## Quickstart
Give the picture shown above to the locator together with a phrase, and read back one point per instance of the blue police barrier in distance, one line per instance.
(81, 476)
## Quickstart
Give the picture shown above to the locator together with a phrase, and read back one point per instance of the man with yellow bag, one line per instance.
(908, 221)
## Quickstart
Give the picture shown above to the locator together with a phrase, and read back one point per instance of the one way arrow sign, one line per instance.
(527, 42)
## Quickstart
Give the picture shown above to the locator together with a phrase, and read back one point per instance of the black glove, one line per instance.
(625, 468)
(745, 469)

=======

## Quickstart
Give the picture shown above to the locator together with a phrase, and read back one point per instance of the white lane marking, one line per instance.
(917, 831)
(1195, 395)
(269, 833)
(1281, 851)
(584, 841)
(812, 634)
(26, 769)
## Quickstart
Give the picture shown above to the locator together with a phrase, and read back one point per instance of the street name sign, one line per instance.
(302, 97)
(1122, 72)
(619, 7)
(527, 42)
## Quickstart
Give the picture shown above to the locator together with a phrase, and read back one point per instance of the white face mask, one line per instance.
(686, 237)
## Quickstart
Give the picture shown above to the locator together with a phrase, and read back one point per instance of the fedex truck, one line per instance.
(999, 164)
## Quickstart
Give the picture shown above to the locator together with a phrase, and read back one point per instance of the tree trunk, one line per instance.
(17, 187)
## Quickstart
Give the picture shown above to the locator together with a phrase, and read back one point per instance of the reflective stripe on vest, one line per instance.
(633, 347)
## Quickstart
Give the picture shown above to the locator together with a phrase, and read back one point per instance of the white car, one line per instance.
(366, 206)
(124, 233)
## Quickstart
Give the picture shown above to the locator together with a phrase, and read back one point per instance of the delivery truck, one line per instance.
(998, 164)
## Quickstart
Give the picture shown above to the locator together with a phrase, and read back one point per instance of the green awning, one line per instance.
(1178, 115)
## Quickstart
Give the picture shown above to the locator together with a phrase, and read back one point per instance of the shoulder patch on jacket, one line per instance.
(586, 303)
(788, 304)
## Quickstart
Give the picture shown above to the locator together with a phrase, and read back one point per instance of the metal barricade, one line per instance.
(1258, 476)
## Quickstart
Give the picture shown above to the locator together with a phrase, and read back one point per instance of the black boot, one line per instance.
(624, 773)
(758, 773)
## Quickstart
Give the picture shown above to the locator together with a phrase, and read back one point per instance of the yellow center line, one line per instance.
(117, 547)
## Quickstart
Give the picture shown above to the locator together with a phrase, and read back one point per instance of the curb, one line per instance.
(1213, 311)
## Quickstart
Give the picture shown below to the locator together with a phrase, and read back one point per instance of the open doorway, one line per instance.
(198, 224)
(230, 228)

=======

YOUR TASK => Pull out every line in the records above that contains the word "yellow" and copy those lines unchanged.

TASK SOLUTION =>
Give the picture shown above to the locator together with a phrase, and read back one point per instance of the man with yellow bag, one line per instance.
Give the picture shown above to the locator together with a phrase, and read back one point per instance of the yellow center line, one line per instance.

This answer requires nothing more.